On the Medical Watch: One of the largest COVID-19 vaccine trials hits a road block.
The Moderna vaccine is in phase 3 which means it’s in the final stage of testing. But after doctors raised a red flag — warning more minority participants were needed to determine if the vaccine is effective — the manufacturer agreed.
Dr. Richard Novak has been testing vaccines for more than 25 years and now the University of Illinois at Chicago infectious disease physician is on the frontline again managing the Chicago arm of the <oderna COVID-19 vaccine trial. But early on he expressed concerns particularly about recruitment of study participants and targeting populations most at risk.
“We recognize it was very important to make sure we know the vaccine is working in people who are most at risk for getting the disease,” he said.
Here’s how a clinical trial works:
A pharmaceutical company partners with academic centers like UIC to recruit patients and administer either placebo or the experimental vaccine. At the same time, the company contracts with commercial sites around the country – facilities paid by the drug maker to run the same study protocols.
“The more they enroll the more they are paid and so there’s motivation to just enroll quickly,” Novak said. “Ideally it should reflect the population of the country.”
In Moderna’s case, instead of enrolling a diverse group of study participants, the commercial facilities quickly filled spots in the 30,000-person trial with mostly Caucasian volunteers. Now the company has slowed the study to focus on more minority recruitment. At UIC, 75% of study participants are minorities. But there are long-standing challenges with recruitment, particularly within the African American community.
“Part the challenge is there is a great deal of mistrust particularly in the African American community in participating in research b/c of the history of clinical research among African Americans,” Novak said.
Like the Tuskegee syphilis study. African American participants were not informed when an effective treatment — penicillin — became available.
“By today’s standards that’s disgraceful and we have much more safeguards to protect the rights and safety of our participants than existed then but that is fresh in the minds when we talk to groups of African Americans about research that often comes up,” Novak said.

----------

**Task requirements:**
1) Set down the vaccine trial article from "In Moderna’s case, instead" to "African American community.".
2) Summarize the vaccine trial article in two sentences.
3) Translate this sentence from the vaccine trial article into Spanish: "At UIC, 75% of study participants are minorities."
The records aren't needed for any of this work.

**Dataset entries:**
----------

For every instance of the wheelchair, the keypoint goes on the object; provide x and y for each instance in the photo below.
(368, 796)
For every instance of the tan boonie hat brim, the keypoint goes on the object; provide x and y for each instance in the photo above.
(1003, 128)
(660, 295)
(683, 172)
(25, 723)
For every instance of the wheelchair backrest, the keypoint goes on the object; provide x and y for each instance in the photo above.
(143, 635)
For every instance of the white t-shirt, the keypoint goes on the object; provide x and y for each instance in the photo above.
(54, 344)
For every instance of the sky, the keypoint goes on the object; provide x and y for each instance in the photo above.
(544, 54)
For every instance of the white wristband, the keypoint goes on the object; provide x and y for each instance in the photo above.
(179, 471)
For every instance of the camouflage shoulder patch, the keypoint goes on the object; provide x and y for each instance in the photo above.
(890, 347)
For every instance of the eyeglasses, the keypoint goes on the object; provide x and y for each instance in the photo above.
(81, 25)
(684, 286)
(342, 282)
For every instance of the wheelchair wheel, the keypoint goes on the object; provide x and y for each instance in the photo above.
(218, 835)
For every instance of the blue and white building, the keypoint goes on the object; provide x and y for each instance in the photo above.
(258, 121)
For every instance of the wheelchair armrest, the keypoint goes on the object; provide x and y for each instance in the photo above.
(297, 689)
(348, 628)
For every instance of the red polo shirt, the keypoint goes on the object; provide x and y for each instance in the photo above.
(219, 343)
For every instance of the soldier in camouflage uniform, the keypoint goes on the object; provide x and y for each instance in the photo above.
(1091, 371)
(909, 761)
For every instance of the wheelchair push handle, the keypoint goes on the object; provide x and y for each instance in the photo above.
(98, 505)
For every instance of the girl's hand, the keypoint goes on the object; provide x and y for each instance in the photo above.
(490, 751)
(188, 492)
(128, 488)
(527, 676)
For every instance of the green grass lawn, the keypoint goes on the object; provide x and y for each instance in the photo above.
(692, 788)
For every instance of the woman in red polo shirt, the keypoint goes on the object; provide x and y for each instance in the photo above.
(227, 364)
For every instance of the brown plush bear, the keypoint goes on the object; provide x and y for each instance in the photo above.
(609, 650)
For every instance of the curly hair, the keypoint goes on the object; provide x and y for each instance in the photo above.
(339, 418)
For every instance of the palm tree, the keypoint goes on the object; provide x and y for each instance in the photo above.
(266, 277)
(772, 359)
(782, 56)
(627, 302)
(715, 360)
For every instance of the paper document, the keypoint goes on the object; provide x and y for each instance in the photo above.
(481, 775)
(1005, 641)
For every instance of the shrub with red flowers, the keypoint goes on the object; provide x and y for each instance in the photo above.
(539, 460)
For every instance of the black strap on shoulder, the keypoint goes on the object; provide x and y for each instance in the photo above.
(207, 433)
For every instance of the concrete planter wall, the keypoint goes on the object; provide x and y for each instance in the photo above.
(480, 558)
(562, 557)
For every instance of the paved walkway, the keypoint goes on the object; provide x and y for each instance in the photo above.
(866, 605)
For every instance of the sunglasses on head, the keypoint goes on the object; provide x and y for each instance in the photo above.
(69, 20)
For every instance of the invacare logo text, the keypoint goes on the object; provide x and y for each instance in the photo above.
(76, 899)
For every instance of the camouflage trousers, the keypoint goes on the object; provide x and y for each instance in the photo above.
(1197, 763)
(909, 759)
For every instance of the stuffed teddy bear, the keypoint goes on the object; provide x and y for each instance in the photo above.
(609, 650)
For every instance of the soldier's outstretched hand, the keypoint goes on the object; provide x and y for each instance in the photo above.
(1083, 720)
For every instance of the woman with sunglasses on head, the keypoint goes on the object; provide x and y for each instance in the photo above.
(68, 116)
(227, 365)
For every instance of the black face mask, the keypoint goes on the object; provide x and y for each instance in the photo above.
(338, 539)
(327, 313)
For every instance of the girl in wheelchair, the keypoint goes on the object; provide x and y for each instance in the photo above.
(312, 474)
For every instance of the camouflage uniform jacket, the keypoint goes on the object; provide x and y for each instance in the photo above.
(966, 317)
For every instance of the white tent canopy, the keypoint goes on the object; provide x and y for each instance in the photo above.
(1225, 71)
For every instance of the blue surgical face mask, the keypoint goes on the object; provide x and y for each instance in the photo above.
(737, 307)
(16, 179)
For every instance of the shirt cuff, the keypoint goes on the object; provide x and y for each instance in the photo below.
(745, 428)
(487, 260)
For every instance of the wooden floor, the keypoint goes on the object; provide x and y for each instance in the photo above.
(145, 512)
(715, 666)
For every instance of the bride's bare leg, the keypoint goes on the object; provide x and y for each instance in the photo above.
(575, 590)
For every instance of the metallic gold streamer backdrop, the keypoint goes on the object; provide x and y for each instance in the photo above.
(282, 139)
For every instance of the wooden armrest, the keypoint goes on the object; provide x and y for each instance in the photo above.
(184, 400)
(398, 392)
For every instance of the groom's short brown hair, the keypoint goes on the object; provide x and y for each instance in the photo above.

----------

**Results by task:**
1)
In Moderna’s case, instead of enrolling a diverse group of study participants, the commercial facilities quickly filled spots in the 30,000-person trial with mostly Caucasian volunteers. Now the company has slowed the study to focus on more minority recruitment. At UIC, 75% of study participants are minorities. But there are long-standing challenges with recruitment, particularly within the African American community.

2) Moderna slowed its phase 3 COVID-19 vaccine trial to focus on minority recruitment after commercial facilities filled the 30,000-person study mostly with Caucasian volunteers. Dr. Richard Novak manages the trial's Chicago arm at UIC, where 75% of participants are minorities, and he said that mistrust rooted in the history of clinical research makes recruitment hard in the African American community.

3) En la UIC, el 75 % de los participantes del estudio pertenecen a minorías.